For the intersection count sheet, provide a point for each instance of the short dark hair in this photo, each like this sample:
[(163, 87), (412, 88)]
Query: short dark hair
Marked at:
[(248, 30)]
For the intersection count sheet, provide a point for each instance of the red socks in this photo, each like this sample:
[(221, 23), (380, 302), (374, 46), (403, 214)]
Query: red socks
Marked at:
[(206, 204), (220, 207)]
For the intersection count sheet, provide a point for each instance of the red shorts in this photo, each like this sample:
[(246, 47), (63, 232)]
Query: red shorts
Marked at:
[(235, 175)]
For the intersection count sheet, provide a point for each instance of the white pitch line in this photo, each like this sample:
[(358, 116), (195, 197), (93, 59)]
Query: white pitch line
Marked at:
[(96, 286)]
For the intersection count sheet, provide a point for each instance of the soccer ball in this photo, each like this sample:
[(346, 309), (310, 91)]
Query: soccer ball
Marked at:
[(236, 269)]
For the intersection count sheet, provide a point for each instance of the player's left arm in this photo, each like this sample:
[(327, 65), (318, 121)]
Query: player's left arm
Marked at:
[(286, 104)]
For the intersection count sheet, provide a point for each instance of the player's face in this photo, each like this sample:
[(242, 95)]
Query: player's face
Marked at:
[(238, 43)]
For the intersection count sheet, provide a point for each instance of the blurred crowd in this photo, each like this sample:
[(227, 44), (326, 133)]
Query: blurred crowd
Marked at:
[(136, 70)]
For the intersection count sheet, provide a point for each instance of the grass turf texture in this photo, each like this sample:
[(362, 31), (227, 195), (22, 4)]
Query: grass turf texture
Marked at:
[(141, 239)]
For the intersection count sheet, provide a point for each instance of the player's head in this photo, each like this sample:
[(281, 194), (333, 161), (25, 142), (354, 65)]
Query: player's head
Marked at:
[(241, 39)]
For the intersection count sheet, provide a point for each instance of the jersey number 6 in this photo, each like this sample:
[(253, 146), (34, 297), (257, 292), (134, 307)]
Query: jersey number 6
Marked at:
___
_Exercise goal:_
Can you retype the entire listing above line for line, with every character unchanged?

_Result of this exercise:_
For the intersection count sheet, provide a point for each instance of the short dark hair in this photo, each like this sample:
[(163, 87), (412, 88)]
Query: short dark hair
Marked at:
[(248, 30)]
For the intersection count sheet, provide a point for each instance of the red socks in this photo, each like this sample:
[(221, 23), (380, 302), (374, 46), (403, 214)]
Query: red socks
Marked at:
[(206, 204), (220, 207)]
For the intersection count sheet, provide a point for each instance of the red shorts in this photo, each like this sample:
[(246, 47), (63, 232)]
Query: red shorts
Marked at:
[(235, 175)]
For the intersection count sheet, provide a point for each instance of the white pitch line in this photo, each like this sample:
[(358, 116), (195, 197), (93, 59)]
Query: white pitch line
Marked at:
[(96, 286)]
For the intersection count sheet, provide a point for each instance of the soccer ball in this photo, each like this sample:
[(346, 309), (310, 91)]
Query: soccer ball
Marked at:
[(236, 269)]
For the intersection count sheet, provide a point for each instance of the player's left arm in this photo, each like this sample:
[(327, 65), (318, 121)]
Query: player's left arm
Marked at:
[(286, 104)]
For the intersection count sheet, provide a point for each instance of the player's face in this photo, each like this sample:
[(242, 95)]
Query: player's face
Marked at:
[(238, 43)]
For the intersection count sheet, provide a point for each instance of the blurred crowd in this photo, each like this sample:
[(227, 44), (326, 133)]
Query: blurred crowd
Marked at:
[(136, 70)]
For the intersection count sheet, provide a point for each instance of the grass turf texture in this photo, each like this sample:
[(362, 31), (227, 195), (22, 4)]
Query: grass turf texture
Marked at:
[(141, 239)]
For the intersection count sheet, provide a point for each instance of the player's head in this photo, each like this sample:
[(281, 194), (333, 161), (25, 142), (354, 65)]
Query: player's head
Marked at:
[(241, 39)]
For the intersection count sheet, provide a point for each instance of the jersey number 6 in this photo, each like this sample:
[(253, 146), (34, 297), (257, 292), (134, 307)]
Query: jersey number 6
Marked at:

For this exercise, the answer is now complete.